Exercise brief: What do the lines from the one containing "the blue glove" through the end of the entries say? Quote them exactly, and only them.

### Entries ###

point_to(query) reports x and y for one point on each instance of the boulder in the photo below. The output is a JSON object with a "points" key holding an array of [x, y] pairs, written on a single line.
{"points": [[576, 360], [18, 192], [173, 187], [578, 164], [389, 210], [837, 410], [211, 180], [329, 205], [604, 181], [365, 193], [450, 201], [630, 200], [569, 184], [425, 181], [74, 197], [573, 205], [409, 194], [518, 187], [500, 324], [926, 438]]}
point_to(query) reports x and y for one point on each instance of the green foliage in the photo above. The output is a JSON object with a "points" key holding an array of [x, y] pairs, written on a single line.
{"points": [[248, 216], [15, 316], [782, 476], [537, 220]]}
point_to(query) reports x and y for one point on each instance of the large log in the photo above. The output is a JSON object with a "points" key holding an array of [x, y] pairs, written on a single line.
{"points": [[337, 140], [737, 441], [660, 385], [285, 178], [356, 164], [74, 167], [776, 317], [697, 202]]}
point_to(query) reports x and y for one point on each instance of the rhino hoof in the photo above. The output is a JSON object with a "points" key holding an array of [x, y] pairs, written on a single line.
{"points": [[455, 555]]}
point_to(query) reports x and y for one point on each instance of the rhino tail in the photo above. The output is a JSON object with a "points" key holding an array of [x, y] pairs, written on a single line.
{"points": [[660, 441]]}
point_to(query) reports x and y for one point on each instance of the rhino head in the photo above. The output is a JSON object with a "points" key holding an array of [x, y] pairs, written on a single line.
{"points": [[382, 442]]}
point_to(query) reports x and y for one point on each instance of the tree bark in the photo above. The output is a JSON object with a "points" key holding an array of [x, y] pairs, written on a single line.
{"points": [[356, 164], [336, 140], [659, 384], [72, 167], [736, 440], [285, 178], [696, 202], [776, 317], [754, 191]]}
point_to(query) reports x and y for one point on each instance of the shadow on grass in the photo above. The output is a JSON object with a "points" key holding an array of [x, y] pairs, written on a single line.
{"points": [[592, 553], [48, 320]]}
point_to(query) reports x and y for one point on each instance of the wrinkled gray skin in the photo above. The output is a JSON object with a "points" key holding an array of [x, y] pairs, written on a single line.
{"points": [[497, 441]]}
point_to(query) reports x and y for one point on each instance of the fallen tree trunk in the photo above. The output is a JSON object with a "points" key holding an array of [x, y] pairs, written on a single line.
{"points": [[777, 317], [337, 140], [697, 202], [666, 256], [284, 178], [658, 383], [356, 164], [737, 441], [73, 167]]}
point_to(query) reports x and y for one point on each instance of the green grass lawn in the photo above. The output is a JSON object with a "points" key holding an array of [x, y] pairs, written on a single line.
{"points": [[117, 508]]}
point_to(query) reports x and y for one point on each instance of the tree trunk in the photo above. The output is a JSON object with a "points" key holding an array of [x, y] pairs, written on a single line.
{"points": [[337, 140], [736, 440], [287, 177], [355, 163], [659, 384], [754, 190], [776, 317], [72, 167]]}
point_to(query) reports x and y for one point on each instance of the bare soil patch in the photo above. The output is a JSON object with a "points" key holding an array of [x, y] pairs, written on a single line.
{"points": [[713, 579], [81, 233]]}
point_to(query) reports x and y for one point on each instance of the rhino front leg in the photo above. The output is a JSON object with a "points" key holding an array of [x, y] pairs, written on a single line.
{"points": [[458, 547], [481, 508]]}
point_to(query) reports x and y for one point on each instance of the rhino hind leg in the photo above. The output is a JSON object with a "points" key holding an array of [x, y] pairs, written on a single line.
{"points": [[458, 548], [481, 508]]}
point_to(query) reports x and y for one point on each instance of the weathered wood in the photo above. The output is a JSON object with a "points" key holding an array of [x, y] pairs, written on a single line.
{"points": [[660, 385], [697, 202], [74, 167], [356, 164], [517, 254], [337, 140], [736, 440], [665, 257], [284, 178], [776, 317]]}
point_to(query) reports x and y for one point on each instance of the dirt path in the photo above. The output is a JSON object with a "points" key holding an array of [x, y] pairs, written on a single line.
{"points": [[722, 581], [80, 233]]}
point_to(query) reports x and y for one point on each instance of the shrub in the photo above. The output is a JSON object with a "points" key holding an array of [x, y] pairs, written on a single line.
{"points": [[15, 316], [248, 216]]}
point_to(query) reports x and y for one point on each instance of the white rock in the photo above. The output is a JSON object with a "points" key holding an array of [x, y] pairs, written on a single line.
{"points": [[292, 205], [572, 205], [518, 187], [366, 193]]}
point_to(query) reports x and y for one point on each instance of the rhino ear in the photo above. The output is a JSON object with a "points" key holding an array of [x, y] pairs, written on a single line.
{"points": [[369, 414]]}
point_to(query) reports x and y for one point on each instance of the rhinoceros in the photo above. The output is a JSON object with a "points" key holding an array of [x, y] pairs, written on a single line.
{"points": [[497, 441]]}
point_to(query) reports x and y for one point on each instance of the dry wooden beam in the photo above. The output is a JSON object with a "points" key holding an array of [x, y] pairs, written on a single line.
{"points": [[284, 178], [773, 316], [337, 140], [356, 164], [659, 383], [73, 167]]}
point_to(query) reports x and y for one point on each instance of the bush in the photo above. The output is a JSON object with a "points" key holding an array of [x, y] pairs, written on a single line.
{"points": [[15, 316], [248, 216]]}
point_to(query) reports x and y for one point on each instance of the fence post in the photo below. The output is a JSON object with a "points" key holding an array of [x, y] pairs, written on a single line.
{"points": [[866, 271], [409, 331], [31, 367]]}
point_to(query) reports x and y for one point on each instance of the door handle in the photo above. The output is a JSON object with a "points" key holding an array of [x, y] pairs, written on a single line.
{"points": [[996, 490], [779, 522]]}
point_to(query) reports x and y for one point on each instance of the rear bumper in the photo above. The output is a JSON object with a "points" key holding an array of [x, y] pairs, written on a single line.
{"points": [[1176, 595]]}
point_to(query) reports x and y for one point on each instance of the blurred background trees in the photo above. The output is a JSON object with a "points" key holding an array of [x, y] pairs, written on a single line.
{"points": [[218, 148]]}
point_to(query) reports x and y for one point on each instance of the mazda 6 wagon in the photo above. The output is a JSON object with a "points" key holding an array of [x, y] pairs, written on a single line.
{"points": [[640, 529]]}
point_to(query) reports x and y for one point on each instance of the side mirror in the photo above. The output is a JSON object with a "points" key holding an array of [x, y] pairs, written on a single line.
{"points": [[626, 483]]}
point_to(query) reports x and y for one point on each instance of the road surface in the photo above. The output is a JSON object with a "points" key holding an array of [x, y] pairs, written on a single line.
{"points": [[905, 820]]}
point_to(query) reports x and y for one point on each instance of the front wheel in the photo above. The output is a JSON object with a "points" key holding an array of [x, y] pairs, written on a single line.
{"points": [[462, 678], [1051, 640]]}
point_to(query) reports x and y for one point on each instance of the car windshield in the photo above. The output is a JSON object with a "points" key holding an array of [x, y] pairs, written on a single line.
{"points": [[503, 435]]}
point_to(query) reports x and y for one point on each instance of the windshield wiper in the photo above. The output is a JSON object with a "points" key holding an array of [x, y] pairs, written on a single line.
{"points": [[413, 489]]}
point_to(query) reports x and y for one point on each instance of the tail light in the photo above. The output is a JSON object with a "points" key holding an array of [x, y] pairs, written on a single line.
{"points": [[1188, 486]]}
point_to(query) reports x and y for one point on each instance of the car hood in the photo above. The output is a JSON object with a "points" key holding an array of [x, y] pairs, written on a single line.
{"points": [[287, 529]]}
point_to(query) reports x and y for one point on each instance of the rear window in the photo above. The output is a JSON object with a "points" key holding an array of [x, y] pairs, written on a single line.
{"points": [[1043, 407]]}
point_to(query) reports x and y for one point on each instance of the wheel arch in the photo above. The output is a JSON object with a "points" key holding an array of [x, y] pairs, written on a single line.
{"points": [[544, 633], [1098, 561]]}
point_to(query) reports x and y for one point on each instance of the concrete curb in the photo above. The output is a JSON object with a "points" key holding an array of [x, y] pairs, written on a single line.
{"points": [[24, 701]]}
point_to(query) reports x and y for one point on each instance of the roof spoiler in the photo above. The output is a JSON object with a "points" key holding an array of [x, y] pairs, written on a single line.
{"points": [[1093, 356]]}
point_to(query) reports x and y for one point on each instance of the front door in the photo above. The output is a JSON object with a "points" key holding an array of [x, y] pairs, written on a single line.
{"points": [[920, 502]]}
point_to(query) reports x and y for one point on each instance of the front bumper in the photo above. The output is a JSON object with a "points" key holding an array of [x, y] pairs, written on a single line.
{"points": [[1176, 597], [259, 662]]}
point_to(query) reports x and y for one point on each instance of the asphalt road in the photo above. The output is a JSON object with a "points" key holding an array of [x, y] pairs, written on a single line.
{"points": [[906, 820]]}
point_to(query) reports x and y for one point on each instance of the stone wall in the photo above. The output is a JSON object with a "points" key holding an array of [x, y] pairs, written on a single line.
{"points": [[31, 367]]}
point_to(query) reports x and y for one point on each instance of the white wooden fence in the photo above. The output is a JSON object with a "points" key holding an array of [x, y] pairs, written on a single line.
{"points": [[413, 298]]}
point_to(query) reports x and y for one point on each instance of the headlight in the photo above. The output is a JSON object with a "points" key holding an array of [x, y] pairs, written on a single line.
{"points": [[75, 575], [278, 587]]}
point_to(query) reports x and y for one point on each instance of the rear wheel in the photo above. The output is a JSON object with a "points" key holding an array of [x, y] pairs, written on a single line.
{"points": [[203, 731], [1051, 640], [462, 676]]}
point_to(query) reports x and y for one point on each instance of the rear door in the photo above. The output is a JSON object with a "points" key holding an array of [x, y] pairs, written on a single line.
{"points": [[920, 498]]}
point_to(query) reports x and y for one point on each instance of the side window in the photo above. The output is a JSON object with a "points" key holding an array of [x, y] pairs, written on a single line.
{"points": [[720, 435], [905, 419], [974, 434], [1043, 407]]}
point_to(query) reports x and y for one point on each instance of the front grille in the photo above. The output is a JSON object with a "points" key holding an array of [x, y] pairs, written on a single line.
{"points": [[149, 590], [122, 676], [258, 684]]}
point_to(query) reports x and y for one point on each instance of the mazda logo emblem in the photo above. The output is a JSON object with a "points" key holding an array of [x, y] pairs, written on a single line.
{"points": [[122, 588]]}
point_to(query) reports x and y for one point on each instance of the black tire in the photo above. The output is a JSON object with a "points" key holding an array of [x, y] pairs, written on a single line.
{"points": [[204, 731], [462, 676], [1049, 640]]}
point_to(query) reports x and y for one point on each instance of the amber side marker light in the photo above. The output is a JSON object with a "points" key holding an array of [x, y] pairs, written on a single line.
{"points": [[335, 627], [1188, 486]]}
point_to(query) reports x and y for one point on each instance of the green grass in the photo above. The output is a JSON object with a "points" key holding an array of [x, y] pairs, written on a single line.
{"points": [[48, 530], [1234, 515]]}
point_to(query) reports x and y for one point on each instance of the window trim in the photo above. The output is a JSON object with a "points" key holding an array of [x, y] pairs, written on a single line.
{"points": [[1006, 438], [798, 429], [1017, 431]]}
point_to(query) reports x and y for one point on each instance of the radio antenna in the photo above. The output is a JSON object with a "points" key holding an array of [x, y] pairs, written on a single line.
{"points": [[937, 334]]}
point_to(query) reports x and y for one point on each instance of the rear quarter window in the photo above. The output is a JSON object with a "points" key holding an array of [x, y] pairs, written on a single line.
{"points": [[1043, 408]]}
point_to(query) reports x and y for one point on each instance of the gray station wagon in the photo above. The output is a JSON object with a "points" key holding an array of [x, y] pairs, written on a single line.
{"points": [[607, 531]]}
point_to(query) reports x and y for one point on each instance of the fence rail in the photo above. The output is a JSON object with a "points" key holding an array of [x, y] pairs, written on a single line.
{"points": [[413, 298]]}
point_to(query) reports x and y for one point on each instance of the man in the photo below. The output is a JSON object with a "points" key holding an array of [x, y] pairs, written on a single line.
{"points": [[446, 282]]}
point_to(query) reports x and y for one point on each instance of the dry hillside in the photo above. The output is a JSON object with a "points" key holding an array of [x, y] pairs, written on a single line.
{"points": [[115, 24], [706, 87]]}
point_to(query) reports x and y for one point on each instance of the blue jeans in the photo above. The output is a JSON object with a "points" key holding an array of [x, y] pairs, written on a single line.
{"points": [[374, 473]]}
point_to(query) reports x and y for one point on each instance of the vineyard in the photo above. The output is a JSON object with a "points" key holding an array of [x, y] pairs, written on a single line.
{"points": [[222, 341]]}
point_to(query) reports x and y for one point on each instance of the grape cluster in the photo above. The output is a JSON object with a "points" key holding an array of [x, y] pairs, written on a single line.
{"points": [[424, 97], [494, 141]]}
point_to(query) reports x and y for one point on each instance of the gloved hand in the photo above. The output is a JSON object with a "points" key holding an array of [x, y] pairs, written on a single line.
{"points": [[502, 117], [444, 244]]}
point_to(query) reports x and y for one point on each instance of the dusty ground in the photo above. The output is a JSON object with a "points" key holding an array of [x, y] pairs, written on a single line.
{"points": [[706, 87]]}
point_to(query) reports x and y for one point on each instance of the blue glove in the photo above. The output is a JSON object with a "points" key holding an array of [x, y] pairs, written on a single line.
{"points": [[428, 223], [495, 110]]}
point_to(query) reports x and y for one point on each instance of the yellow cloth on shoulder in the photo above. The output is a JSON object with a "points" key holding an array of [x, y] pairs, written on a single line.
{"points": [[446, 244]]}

###

The reply:
point_to(query) reports x and y for one point on each instance of the blue glove in the photo above. The output is a JSON object with a "points" key holding an array of [x, y] pairs, written on a single line.
{"points": [[428, 223], [495, 110]]}
point_to(query) reports x and y for one point on each instance of the yellow cloth on shoulder in the photo above. The output is a JSON object with a "points" key holding an array of [x, y] pairs, written on a single line.
{"points": [[446, 244]]}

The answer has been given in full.